→ INSTRUCTION
In the bug report below, within what time should a stopped or failed MySQL connector task shut down gracefully?

====== READING TEXT ======

- 
    Bug 
- 
    Resolution: Unresolved
- 
    Major 
- 
    3.1.0.Final
- 
    None
- 
        False
- 
        
- 
        False
- 
        Moderate
In order to make your issue reports as actionable as possible, please provide the following information, depending on the issue type.
Bug report
For bug reports, provide this information, please:
What Debezium connector do you use and what version?
MySQL Connector, version v3.0.8.Final and later versions [Issue still exists in latest version because it has not been addressed.]
What is the connector configuration?
Any MySQL connector configuration that performs initial snapshots, particularly when:
- Large tables are being snapshotted
- Network connectivity to Kafka broker is unstable
- Consumer applications may disconnect during snapshot operations
- High volume snapshot operations that may trigger queue buffering
What is the captured database version and mode of deployment?
MySQL 8.0+ (any version)
Deployment mode: Any (on-premises, cloud providers like AWS RDS, GCP Cloud SQL, Azure Database for MySQL)
What behavior do you expect?
When a MySQL connector task is stopped or fails during a snapshot operation:
- The task should shut down gracefully within a reasonable time (< 30 seconds)

====== DATA SEGMENT ======

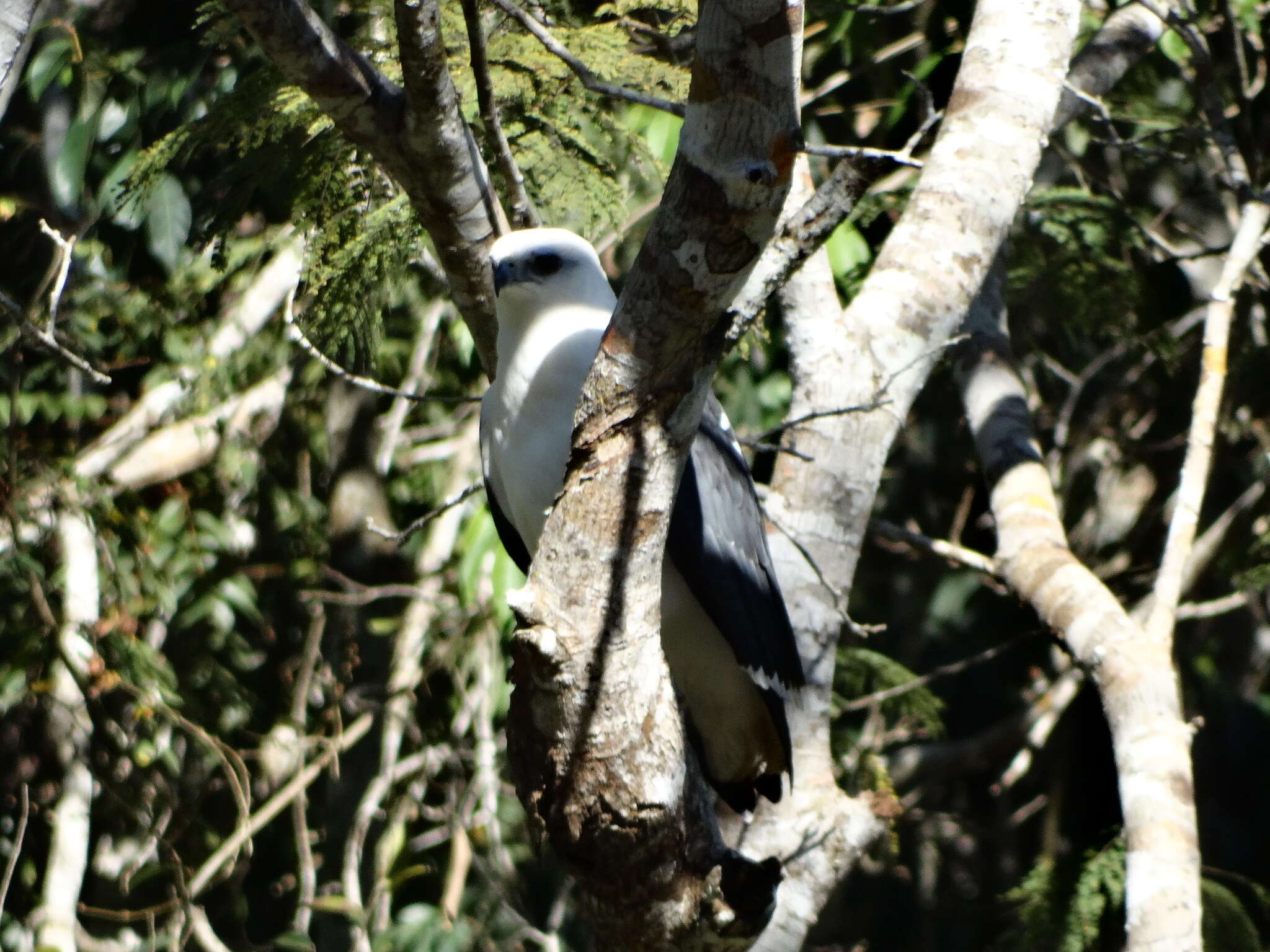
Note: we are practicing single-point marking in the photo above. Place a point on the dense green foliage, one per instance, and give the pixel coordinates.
(161, 138)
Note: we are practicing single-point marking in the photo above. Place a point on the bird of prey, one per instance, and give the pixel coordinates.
(726, 632)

======

→ ANSWER BELOW
In less than 30 seconds.